- PROBLEM DESCRIPTION -
Copy each of the items below word for word, omitting the pictures from your answer.

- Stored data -
###

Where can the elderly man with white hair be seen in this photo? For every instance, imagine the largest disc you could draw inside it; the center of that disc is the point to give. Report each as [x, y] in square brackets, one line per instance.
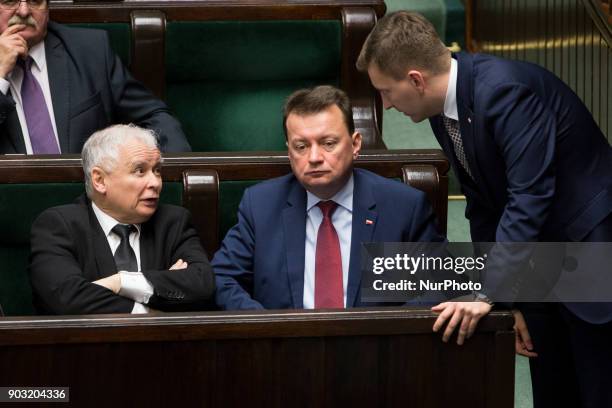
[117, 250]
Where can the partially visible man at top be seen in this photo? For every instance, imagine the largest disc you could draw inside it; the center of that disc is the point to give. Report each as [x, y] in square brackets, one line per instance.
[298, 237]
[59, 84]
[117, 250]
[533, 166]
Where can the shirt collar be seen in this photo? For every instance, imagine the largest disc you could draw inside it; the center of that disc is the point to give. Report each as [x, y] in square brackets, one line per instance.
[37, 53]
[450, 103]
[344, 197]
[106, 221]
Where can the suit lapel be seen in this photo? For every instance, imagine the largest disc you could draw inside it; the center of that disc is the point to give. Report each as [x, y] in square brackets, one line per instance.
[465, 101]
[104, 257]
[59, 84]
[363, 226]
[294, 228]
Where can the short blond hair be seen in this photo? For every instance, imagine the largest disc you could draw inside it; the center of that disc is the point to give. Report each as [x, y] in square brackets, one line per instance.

###

- WRITTEN ANSWER -
Where can the elderly man with white hair be seen in this photo? For every instance, imagine the largest disc you could draw inside it; the center of that disc is the point to give. Report each as [x, y] in square brackets, one line per instance.
[117, 250]
Where can the partially visible man at top be seen in this photo? For every instance, imagine the largest disc you could draw inside it; the center of that disc is the point to give. Report each as [x, y] in square brackets, one line per instance.
[298, 237]
[59, 84]
[117, 250]
[533, 166]
Where can the shirt collar be seen in this photo? For every instance, imagine the largest disc you could draw inside it; the center of that disc is the point to give. Report each as [x, y] in square brackets, one line per instance.
[37, 53]
[450, 103]
[344, 197]
[106, 221]
Where can the suit lapel be seen in this photo? For every instance, imagine the largest disc you could draw inside it; the center of that disc is the point to give. Report each as [x, y] in square brackets, one line per instance.
[465, 101]
[104, 257]
[59, 84]
[363, 226]
[294, 228]
Where can the short blond hair be seen in this photo? For every instance, imagine the largest disc you could draw inside it; the center of that disc is the point to give. Report each as [x, y] in square brackets, one line per instance.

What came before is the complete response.